• Exercise 1
List every organization named in the interview on investment trends.
• Exercise 2
Answer these questions from the interview on investment trends:
(a) In what month and year did the two investors join the Ventures team as investors in residence?
(b) How much went into oncology venture deals globally in 2021, according to the Biotechnology Innovation Organization estimate?
(c) What value of M&A deals has there been in antibody drug conjugates over the last two years?

On the horizon: exploring investment trends
Genghis Lloyd-Harris, Senior Advisor at life sciences investment firm Abingworth, and Jonathan Tobin, Partner at life science venture capital firm Brandon Capital, joined our Ventures team as investors in residence in November 2023. Our Investor and External Relations Lead, Tanya Hughes, spoke to them about the current market and how their new roles will fit into it.
- June 11 2024
- Tanya Hughes, Investor and External Relations Lead
- 5 minute read
Tell us about the oncology venture landscape in 2024.
GLH: The first thing is there's been a drop off in venture funding. The biotech sector reached its peak in 2021 and since then, we've been in a downswing. The Biotechnology Innovation Organization estimates that in 2023 there was $8.6bn globally that went into oncology venture deals, but in 2021 there was $18.1bn. The number of mergers and acquisitions (M&As) in 2021 was higher than at any time in the last ten years, and then it came down. M&A is picking up again now because valuations became cheaper. That was long predicted and it's finally happening.
One of the great things about Cancer Research Horizons' Seed Fund is that we're here in good times and bad times. The fact that it's a winter for biotech doesn't alter the fact that we're here and willing to stand by the academics who are innovating and trying to get their products through to the clinic.
Is oncology holding up within this biotech winter?
JT: As a share, it’s probably down a bit, but oncology will always be interesting to investors because it's just such a big market. It affects one in two people in their lifetime. There are lots of great breakthroughs, but there are still massive medical needs. The areas in oncology that are attracting most attention are antibody drug conjugates (ADCs), where there's been over $100bn of M&A deals in the last two years, and the radioligand space, which was always thought to be logistically too complicated to become mainstream. But, ultimately, clinical data trumps everything else.

• Dataset excerpts
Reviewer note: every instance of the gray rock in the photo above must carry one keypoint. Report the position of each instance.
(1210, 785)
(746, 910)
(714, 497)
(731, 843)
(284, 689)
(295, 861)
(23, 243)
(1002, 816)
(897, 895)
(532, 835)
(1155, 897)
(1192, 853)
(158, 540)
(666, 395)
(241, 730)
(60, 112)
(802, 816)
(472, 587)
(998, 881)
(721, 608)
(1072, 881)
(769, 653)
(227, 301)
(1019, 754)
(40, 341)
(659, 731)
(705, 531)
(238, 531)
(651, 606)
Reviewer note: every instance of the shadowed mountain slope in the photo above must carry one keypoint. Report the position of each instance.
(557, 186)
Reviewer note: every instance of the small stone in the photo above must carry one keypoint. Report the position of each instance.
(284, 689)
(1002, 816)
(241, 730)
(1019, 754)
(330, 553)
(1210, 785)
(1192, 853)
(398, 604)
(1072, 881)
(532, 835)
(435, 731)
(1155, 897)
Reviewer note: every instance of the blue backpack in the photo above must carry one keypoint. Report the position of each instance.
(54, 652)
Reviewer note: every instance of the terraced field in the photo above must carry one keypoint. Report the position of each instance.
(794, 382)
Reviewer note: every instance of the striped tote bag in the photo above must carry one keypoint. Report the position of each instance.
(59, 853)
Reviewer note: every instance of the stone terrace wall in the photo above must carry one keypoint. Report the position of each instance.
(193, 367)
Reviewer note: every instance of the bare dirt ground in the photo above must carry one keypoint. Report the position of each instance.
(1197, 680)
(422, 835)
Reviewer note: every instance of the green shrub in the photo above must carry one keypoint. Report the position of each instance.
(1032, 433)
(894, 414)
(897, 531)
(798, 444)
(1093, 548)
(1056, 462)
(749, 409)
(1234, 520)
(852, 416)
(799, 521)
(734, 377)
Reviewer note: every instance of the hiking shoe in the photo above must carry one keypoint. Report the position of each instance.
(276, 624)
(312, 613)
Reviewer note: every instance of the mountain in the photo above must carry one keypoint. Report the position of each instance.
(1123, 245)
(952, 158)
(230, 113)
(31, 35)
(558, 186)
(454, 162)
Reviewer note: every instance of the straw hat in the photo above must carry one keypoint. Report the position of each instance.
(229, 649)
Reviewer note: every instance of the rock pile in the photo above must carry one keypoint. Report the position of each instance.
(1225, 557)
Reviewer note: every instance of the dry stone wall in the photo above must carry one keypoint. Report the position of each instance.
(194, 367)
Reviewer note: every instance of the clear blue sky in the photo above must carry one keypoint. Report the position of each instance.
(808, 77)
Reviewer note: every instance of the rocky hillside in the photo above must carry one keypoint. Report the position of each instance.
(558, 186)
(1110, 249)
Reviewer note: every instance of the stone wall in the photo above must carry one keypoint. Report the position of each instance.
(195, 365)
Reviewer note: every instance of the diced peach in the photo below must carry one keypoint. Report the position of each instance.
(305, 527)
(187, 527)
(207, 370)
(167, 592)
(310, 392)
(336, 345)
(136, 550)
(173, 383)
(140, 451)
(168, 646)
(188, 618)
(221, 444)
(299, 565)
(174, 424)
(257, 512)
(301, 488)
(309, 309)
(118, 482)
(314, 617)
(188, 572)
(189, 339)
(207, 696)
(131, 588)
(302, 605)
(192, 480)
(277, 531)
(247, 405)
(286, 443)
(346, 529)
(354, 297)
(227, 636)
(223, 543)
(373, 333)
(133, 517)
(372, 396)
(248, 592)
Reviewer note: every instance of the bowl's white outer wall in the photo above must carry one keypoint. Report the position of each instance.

• Output 1
- Abingworth
- Brandon Capital
- Biotechnology Innovation Organization
- Cancer Research Horizons

• Output 2
(a) November 2023
(b) $18.1bn
(c) Over $100bn